• _EXERCISE AIM_: When counting, include every line of the data that holds "fence", then state the total alone.

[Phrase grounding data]
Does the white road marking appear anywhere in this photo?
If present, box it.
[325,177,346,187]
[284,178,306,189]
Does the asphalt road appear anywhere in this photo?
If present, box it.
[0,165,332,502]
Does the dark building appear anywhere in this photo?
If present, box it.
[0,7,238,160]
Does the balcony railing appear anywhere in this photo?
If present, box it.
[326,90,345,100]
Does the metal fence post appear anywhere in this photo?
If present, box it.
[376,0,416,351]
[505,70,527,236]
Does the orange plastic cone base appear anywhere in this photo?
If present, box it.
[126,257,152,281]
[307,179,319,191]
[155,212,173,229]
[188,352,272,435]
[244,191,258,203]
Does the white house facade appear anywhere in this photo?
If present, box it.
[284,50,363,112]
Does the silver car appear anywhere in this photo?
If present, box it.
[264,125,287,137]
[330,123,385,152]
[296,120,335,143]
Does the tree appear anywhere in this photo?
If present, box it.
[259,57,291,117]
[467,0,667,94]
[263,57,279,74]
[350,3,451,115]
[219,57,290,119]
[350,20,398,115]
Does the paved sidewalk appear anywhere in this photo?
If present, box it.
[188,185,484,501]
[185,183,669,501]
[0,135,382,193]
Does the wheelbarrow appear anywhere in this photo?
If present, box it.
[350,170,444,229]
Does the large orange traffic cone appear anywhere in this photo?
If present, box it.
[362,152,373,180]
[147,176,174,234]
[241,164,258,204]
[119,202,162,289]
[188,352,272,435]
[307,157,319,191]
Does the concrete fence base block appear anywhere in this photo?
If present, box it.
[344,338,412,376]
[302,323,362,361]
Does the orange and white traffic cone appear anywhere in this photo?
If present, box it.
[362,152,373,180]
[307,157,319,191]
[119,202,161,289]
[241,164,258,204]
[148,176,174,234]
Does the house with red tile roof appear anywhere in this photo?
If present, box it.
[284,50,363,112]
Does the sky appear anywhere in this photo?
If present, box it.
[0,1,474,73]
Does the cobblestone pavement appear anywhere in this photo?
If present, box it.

• _ANSWER BOX_: 2